» Page
-*-*-

I. Ce Dieu qui précède tout


Il n’a pas attendu qu’on le nomme pour être là.


Il n’a pas attendu Israël pour parler. Ni l’Église pour aimer. Avant que la Torah ne soit remise à Moïse, avant que le Verbe ne prenne chair, avant que l’Église ne naisse du côté transpercé du Christ, Dieu était déjà. Et Il parlait.


Non pas avec des mots. Pas encore. Mais avec le réel. Il disait : regarde. Il disait : viens. Il disait : je suis — dans la force du vent, dans l’ordre des étoiles, dans la paix intérieure d’un cœur droit.

« Ce qu’on peut connaître de Dieu est pour eux manifeste : Dieu en effet le leur a manifesté. Depuis la création du monde, ce qu’il a d’invisible – sa puissance éternelle et sa divinité – se laissent voir à l’intelligence à travers ses œuvres. »(Romains 1,19-20)

Dieu n’est pas né avec l’alliance. C’est l’alliance qui est née de Lui.


Il n’a pas commencé à aimer avec Abraham. Il n’a pas attendu l’Incarnation pour désirer sauver. Il n’a pas besoin qu’on l’adore pour exister, ni qu’on le comprenne pour agir. Sa gloire précède nos dogmes. Sa lumière touche avant même qu’on l’ait nommée.


Et s’il est vrai — comme le dit saint Paul — que Dieu « veut que tous les hommes soient sauvés et parviennent à la connaissance de la vérité » (1 Timothée 2,4), alors c’est depuis toujours qu’il le veut. Pas depuis le premier missionnaire, ni depuis la première Église.


Depuis toujours.


II. Paul à Athènes — L’alliance philosophique qui à sauver les Grecs


Il aurait pu tout renverser. Briser les idoles, maudire les rites, tourner les talons. Il était apôtre, après tout, porteur de la lumière définitive. Et pourtant…


Paul, sur la colline de l’Aréopage, écoute.


Il voit les statues, il lit les inscriptions. Et quelque chose en lui discerne — non pas une hérésie, mais une attente. Quelque chose comme un cri non formulé. Un autel abandonné.


Une dédicace gravée comme un soupir :

« Au Dieu inconnu. »

Alors Paul ne condamne pas. Il part de là. Il n’impose pas la vérité comme un marteau, il la fait apparaître comme un visage familier.

« Ce que vous vénérez sans le connaître, voilà ce que je viens vous annoncer. »(Actes 17,23)

Et il ajoute, dans une audace que bien des chrétiens n’ont jamais eue :

« En lui nous avons la vie, le mouvement et l’être, comme l’ont dit aussi quelques-uns de vos poètes : “Nous sommes de sa race.” »(Actes 17,28)

Ces poètes, ce sont Aratus et Cléanthe. Deux païens. Deux voix étrangères. Et Paul les assume. Il les relie. Il les sauve, d’une certaine manière, en les accrochant à la vérité totale du Christ.


Il y avait donc, dans ce monde grec, quelque chose de juste. Quelque chose de vrai, bien que fragmentaire. Une alliance invisible, peut-être. Non pas une alliance au sens biblique — pas un pacte — mais une pédagogie. Une préparation. Un chemin tracé dans l’obscurité, mais qui menait quand même à Dieu qui a sauvé.

-*-*-

» Données fournies
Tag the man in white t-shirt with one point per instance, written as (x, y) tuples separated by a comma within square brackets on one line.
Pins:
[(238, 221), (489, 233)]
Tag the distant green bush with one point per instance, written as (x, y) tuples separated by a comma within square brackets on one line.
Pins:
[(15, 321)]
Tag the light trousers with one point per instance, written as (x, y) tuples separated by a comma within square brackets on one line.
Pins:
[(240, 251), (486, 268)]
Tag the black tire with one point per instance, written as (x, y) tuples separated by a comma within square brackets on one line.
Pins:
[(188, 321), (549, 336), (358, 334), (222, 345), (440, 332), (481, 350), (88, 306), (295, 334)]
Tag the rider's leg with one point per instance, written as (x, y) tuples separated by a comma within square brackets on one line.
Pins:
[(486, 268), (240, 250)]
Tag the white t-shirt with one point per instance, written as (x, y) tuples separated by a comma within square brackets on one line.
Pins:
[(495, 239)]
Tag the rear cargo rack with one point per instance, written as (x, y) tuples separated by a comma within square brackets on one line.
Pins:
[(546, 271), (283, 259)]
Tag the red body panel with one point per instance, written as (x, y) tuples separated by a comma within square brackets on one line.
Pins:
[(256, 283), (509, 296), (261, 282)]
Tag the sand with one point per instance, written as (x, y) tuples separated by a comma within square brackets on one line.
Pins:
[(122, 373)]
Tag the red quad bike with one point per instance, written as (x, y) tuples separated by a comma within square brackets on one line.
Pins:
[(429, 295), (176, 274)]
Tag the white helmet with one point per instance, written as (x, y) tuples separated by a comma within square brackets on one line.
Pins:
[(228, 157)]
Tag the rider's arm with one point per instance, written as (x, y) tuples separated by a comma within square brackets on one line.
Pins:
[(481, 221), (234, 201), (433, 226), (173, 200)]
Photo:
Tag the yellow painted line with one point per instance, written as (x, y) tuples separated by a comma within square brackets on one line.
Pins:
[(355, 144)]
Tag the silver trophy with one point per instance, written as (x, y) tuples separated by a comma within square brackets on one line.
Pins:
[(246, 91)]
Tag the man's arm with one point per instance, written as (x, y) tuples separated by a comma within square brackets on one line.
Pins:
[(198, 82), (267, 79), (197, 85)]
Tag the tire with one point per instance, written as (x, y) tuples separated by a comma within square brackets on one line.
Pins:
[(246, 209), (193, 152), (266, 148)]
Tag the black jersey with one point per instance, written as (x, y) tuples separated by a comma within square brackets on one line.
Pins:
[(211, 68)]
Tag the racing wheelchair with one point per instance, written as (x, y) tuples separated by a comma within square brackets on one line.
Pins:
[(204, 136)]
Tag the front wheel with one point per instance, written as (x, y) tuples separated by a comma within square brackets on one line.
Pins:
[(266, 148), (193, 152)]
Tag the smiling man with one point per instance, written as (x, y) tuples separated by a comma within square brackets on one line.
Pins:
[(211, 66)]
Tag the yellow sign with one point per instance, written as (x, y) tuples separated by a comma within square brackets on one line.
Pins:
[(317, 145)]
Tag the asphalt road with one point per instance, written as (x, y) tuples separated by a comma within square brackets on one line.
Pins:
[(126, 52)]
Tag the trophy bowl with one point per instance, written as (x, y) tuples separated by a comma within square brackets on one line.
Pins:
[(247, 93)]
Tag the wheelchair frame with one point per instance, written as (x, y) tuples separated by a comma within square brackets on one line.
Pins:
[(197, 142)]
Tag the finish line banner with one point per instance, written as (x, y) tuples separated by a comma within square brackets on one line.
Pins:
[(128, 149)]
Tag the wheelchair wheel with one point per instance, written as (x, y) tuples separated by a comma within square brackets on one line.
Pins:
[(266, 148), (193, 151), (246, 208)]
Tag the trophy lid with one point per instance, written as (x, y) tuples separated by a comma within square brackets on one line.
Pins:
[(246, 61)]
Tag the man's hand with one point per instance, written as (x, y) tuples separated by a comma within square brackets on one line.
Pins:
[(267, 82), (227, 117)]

-*-*-

» Consigne
Transcrivez mot pour mot le passage de la page situé entre « Et il ajoute, dans » et « totale du Christ. », ces deux bornes comprises.

» Réponse
Et il ajoute, dans une audace que bien des chrétiens n’ont jamais eue :

« En lui nous avons la vie, le mouvement et l’être, comme l’ont dit aussi quelques-uns de vos poètes : “Nous sommes de sa race.” »(Actes 17,28)

Ces poètes, ce sont Aratus et Cléanthe. Deux païens. Deux voix étrangères. Et Paul les assume. Il les relie. Il les sauve, d’une certaine manière, en les accrochant à la vérité totale du Christ.